Begin Input data
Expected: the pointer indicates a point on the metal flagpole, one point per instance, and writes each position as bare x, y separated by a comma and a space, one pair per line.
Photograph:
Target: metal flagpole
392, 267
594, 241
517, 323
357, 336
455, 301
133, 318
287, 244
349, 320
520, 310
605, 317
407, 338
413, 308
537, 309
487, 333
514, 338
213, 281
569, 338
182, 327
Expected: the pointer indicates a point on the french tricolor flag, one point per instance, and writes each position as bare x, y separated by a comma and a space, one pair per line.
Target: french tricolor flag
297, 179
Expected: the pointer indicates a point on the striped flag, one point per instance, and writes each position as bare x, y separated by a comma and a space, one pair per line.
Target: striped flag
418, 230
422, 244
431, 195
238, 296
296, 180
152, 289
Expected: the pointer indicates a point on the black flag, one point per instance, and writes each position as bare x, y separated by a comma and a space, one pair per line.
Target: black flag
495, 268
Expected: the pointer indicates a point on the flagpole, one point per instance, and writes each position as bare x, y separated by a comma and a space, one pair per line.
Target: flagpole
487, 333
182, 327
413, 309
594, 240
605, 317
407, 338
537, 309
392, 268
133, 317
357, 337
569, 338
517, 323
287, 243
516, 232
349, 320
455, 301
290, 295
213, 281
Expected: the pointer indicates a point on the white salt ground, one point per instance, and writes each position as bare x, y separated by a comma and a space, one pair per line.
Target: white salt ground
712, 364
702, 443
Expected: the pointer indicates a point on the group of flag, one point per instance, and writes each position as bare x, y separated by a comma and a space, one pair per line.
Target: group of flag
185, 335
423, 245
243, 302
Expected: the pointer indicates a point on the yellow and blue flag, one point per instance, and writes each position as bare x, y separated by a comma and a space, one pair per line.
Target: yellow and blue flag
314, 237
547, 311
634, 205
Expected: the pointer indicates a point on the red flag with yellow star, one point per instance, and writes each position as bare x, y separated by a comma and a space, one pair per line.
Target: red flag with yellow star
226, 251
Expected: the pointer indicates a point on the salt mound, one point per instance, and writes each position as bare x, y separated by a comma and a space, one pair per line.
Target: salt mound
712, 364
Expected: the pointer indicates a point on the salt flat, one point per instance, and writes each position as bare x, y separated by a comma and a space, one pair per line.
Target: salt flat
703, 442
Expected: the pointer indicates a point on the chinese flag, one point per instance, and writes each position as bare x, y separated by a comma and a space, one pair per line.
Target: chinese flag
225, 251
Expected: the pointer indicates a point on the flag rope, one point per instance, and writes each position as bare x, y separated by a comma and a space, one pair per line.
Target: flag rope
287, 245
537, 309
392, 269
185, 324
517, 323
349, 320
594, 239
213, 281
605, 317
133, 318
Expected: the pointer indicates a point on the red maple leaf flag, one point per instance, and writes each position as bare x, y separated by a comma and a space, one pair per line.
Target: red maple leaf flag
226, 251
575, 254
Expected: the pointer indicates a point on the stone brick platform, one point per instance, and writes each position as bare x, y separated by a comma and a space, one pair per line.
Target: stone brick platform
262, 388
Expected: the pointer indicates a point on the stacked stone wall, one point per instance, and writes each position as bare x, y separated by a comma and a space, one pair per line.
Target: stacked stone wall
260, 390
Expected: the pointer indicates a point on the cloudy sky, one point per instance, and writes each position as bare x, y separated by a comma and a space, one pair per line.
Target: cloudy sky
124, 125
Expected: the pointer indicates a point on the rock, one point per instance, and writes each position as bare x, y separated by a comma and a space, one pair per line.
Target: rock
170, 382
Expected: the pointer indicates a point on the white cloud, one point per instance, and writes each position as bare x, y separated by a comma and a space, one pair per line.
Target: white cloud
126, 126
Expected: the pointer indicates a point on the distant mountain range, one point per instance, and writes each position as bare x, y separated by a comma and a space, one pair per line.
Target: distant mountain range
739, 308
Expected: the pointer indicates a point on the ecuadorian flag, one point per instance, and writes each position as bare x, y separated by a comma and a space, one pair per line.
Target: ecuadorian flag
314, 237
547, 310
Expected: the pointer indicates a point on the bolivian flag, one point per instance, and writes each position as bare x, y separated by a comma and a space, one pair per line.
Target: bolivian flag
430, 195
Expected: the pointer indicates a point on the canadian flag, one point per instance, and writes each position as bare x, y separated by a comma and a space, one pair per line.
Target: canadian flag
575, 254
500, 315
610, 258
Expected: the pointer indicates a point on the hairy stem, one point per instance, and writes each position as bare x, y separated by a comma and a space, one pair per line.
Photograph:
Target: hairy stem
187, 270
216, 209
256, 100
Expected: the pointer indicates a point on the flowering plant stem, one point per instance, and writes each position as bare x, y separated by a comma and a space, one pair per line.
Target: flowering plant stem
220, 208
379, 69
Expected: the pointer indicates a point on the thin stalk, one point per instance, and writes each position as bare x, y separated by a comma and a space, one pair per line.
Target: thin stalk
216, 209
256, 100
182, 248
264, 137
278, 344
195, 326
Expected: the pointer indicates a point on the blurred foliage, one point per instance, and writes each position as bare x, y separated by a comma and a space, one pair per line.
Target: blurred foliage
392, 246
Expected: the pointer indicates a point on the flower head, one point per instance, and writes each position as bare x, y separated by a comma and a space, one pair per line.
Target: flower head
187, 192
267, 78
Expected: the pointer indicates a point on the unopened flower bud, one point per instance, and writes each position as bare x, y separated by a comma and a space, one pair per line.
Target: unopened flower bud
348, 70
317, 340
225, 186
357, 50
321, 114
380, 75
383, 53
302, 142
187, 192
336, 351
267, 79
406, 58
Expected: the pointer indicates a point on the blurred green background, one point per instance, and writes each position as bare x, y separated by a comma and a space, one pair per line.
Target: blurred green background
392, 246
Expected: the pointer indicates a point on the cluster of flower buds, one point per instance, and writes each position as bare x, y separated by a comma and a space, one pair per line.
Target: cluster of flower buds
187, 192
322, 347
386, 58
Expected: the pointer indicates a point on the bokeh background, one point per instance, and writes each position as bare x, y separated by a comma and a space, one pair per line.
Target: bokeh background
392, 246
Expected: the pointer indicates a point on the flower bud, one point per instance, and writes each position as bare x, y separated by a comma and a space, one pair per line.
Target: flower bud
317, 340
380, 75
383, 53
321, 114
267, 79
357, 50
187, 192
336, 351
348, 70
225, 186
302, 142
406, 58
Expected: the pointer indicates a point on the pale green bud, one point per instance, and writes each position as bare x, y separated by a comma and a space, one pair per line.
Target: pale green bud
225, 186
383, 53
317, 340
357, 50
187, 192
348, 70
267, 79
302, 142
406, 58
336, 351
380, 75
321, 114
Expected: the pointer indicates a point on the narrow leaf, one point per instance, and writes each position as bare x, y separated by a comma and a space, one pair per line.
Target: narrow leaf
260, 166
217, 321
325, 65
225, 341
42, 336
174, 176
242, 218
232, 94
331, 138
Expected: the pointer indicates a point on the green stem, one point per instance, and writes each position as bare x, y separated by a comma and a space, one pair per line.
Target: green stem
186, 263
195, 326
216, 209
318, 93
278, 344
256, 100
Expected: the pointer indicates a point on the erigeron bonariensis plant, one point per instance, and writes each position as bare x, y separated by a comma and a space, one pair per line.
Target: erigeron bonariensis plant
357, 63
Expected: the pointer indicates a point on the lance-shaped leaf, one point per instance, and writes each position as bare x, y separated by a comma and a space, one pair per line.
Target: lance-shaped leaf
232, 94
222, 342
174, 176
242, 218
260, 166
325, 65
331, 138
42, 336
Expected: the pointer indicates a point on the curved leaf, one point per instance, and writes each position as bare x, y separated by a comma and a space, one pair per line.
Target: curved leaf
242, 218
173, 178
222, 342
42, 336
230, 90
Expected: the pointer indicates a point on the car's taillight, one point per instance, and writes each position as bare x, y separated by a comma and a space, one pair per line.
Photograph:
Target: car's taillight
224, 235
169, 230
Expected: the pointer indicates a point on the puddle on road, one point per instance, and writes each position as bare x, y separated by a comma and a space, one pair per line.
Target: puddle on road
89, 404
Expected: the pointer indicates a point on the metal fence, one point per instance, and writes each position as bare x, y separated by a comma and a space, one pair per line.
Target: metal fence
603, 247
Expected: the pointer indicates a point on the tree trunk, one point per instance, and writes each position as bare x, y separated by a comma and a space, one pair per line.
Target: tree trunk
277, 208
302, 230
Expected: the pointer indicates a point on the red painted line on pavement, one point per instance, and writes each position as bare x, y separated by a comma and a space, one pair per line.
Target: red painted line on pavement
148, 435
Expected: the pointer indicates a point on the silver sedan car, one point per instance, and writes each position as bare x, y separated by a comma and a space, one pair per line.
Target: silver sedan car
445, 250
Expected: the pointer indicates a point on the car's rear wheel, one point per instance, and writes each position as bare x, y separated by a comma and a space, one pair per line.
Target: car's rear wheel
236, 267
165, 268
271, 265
End Input data
Rewrite the rows from the line with "Expected: the pointer indicates a point on the silver" through the last of the rows, changing "rear wheel" to "front wheel" and leaving everything else unchanged.

Expected: the pointer indicates a point on the silver sedan car, one point per instance, and writes each position as bare x, y separated by a comma and a space, one pair per line.
Target: silver sedan car
445, 250
Expected: the pointer indicates a point on the car's front wheel, one point per instance, and writes each position as bare x, y separated by a comma and a space, one pair per line.
Target: car's front wheel
236, 267
165, 268
271, 265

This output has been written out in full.